Spotted Lanternfly pinned down in PSU LV community art project
Dixon is recruiting area organizations to help with what’s billed as a “Community Public Art Project.”
Dixon, a Virginia-based multidiscipline artist, has a background in working with insects. She first considered using bees for her project.
After being told about the Spotted Lanternfly infestation in Pennsylvania and, more recently, in New Jersey and some other nearby states, Dixon concluded that the colorful, non-native pest should be the theme for the installation.
The project can be seen as raising awareness about the Spotted Lanterfly infestation in the region.
“This is a different way of looking at ecology and ecological balance,” she said.
“In this instance, we are going to have to create the balance because there is no balance at the moment. We have a huge amount of destruction on the agricultural and tourist fronts.”
Lycorma delicatula, commonly known as the Spotted Lanternfly, is an invasive insect that has spread throughout southeastern Pennsylvania since its discovery in Berks County in 2014.
The Spotted Lanterfly presents a threat to Pennsylvania agriculture, including grape, fruit tree, hardwood and nurseries, which contribute nearly $18 billion to the Commonwealth economy.
“’Syncopation’ is basically a musical term for an interruption,” explained Dixon of including ‘Zones of Syncopation’ in the project title.
“The lanternfly interrupted the agricultural ecosystem that we have.
“What we are trying to do is see if we can reflect that syncopation back on it. We are trying to interrupt the interrupter,” Dixon said.

DATA FOR REVIEW:

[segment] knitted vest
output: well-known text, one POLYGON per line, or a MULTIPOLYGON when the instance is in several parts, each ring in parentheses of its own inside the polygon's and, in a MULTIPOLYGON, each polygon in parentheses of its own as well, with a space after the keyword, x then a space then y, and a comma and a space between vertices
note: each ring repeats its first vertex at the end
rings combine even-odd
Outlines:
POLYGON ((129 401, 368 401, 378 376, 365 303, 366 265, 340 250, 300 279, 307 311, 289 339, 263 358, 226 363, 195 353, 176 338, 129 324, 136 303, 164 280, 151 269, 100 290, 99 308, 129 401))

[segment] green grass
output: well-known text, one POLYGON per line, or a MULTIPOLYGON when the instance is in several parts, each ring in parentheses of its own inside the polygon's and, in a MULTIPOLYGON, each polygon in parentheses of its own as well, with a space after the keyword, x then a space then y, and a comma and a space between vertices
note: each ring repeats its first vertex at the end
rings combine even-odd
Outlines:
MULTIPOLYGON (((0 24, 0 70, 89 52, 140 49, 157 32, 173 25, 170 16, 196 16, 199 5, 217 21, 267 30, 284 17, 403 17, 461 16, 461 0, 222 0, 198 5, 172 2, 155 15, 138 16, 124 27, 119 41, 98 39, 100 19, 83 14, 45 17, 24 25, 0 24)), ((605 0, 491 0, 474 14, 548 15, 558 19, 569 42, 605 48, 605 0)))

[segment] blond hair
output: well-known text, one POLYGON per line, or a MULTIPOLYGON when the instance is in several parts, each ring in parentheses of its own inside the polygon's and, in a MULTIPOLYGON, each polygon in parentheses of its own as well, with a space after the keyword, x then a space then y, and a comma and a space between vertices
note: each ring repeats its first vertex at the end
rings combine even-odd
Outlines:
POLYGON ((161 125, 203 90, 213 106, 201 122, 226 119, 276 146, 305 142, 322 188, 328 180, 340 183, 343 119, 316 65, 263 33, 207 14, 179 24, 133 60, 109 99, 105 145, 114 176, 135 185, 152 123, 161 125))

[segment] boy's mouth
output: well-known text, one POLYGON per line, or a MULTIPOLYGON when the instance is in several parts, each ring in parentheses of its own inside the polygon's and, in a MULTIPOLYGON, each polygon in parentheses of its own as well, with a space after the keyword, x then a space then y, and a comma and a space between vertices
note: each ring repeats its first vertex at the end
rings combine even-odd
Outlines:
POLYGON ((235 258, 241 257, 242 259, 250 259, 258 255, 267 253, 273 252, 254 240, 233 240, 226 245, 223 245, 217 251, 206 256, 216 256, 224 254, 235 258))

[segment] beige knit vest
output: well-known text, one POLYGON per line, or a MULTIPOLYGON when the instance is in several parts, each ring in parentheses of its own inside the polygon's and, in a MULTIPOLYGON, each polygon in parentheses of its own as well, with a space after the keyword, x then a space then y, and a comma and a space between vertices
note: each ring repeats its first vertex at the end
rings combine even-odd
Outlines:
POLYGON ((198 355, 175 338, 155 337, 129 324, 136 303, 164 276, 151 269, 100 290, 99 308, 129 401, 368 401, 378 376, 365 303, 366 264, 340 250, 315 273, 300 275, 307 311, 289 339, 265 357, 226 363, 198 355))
--
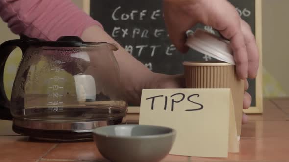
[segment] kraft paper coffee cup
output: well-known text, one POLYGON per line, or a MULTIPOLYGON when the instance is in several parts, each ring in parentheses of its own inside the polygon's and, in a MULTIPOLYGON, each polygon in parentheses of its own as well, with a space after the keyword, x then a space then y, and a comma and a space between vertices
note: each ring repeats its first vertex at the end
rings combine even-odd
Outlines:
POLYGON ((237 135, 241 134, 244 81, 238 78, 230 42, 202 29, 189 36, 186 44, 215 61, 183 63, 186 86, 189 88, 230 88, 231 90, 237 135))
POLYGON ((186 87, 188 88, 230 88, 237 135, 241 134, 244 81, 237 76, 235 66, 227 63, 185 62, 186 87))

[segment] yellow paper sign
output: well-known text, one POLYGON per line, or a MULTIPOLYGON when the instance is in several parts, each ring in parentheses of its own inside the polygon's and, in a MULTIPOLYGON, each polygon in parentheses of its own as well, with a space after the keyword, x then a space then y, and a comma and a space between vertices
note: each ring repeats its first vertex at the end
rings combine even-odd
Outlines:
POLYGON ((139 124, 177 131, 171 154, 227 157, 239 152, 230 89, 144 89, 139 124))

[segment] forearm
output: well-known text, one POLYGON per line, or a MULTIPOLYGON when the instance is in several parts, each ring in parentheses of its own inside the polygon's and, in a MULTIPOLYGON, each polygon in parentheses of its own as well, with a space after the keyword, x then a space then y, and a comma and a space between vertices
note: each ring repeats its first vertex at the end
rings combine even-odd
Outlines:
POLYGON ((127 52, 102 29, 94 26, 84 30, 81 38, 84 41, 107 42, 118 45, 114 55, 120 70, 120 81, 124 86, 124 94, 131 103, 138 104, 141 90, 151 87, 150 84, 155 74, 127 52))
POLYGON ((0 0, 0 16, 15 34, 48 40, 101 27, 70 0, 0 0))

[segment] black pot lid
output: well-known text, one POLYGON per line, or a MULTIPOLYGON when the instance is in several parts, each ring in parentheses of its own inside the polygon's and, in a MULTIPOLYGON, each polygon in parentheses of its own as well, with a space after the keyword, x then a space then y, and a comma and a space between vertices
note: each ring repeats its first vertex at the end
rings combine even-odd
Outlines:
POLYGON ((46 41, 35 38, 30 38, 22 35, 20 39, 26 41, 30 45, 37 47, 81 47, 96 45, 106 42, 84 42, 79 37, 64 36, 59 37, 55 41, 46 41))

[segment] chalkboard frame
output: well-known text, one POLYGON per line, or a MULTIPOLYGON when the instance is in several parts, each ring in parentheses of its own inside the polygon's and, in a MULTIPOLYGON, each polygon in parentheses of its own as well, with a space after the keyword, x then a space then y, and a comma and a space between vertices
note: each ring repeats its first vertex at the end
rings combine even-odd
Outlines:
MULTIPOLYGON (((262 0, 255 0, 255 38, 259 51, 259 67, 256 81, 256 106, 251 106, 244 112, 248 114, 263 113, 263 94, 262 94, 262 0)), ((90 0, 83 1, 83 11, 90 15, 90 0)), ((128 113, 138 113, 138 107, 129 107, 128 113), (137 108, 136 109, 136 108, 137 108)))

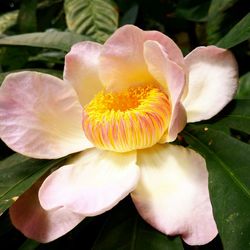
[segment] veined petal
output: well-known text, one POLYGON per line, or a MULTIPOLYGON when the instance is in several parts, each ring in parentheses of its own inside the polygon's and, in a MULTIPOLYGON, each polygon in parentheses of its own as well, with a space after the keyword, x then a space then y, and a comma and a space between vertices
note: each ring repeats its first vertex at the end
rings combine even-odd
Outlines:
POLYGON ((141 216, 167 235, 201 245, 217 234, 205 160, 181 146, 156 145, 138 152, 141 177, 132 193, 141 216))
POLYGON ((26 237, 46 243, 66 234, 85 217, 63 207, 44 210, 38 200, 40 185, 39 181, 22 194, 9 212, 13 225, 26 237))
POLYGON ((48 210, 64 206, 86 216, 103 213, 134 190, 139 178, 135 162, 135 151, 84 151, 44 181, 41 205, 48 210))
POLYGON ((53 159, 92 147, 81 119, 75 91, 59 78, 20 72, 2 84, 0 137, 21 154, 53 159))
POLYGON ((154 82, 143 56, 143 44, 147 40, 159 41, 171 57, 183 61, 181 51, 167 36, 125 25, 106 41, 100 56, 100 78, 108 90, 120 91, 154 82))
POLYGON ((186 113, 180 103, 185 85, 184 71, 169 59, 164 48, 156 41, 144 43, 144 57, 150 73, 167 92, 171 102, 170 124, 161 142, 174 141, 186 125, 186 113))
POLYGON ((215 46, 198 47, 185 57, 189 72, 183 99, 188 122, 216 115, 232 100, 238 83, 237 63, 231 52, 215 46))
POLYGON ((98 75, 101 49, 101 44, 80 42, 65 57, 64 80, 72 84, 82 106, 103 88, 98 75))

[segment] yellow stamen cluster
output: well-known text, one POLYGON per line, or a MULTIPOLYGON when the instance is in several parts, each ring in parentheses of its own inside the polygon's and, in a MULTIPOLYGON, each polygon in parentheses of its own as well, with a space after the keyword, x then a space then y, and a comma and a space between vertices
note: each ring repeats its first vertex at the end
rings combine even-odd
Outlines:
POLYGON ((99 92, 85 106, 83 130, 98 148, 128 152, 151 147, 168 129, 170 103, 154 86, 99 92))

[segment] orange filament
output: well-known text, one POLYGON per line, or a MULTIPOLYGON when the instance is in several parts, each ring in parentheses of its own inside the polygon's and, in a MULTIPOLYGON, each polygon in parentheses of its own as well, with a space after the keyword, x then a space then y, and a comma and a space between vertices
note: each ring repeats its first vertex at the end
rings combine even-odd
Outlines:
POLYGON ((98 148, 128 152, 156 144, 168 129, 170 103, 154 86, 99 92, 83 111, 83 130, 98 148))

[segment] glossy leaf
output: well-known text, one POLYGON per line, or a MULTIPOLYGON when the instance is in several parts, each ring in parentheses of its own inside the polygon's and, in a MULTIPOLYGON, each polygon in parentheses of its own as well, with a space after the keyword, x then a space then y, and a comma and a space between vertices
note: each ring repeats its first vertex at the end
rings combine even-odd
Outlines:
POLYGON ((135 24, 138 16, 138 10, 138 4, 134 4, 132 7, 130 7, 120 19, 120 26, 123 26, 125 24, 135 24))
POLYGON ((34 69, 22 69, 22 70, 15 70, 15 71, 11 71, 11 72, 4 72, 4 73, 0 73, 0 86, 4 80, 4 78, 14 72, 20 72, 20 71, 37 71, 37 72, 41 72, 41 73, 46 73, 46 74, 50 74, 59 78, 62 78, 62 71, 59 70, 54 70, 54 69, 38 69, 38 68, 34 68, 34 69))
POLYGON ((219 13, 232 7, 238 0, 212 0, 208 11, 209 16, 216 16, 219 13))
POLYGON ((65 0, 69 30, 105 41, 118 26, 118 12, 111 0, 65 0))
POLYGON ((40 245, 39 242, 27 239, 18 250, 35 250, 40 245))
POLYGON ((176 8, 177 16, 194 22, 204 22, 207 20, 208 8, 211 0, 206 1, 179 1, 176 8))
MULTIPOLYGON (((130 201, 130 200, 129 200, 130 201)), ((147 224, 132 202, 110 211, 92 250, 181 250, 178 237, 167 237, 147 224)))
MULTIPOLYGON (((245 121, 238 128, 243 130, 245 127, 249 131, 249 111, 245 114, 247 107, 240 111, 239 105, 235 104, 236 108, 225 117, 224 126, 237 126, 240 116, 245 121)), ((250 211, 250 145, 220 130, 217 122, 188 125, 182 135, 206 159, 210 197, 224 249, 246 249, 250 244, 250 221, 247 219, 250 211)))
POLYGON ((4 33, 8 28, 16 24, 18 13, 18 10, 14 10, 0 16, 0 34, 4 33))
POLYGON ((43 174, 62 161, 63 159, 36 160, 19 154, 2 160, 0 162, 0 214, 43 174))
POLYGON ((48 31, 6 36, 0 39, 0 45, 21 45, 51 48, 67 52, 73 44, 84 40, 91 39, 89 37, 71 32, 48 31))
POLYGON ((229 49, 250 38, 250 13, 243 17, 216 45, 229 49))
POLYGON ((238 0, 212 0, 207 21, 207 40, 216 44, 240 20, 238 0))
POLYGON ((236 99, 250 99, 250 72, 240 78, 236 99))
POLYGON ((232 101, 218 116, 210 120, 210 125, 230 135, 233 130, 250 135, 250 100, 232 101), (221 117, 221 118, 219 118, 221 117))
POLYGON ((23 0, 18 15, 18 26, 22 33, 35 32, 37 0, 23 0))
---
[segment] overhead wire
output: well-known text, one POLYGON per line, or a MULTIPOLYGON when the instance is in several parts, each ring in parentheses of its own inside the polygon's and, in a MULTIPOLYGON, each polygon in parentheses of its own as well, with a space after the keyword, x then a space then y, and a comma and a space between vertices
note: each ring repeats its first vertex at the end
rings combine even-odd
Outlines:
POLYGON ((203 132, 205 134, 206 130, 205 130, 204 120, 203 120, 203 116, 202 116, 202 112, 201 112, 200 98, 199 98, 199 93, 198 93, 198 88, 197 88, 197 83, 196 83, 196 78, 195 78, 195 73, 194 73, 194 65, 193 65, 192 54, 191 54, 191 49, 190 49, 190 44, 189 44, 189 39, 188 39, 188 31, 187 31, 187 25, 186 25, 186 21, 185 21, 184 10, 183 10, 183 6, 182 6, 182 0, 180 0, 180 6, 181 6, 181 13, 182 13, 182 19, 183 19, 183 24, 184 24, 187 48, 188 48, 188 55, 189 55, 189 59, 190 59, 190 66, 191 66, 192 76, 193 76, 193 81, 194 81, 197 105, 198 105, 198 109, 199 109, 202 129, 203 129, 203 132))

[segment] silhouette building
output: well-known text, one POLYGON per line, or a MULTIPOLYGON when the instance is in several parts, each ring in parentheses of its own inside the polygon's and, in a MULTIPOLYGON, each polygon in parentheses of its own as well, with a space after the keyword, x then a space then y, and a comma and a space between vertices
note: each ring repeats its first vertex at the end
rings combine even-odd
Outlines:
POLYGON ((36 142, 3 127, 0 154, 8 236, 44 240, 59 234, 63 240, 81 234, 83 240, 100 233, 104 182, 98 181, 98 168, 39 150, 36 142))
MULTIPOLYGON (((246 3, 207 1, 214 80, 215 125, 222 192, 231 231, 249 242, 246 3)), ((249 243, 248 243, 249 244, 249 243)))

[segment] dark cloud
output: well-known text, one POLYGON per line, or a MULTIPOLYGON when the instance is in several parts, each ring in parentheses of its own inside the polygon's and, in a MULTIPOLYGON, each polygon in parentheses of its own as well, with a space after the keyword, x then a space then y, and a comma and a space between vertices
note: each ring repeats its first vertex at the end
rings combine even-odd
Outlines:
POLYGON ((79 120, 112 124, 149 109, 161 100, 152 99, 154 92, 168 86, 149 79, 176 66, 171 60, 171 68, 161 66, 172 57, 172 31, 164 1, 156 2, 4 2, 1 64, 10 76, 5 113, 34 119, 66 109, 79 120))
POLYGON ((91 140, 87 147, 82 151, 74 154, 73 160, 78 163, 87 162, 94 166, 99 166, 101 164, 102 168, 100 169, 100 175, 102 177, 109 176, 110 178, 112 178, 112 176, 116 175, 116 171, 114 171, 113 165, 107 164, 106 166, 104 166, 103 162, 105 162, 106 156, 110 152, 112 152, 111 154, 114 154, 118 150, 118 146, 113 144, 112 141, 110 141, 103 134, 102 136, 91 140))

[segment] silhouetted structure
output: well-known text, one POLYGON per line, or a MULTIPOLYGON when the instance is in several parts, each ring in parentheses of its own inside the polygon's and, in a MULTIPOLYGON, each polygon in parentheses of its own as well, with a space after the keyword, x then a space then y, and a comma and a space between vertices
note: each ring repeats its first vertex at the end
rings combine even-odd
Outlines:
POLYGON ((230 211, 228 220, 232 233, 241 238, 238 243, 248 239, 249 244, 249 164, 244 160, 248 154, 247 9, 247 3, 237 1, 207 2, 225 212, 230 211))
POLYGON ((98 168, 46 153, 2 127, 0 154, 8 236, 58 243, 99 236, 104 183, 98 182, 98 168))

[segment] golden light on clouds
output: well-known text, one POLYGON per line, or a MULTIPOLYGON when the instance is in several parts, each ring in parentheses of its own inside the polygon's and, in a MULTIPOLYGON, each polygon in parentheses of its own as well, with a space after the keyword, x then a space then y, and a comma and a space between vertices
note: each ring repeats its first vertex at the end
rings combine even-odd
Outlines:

REQUIRED WORK:
Answer these questions about the article on the lanternfly art project:
1. In which state is Dixon based?
2. In what county was the Spotted Lanternfly discovered in 2014?
3. According to Dixon, what is "syncopation" basically?

SOLUTION:
1. Virginia
2. Berks County
3. A musical term for an interruption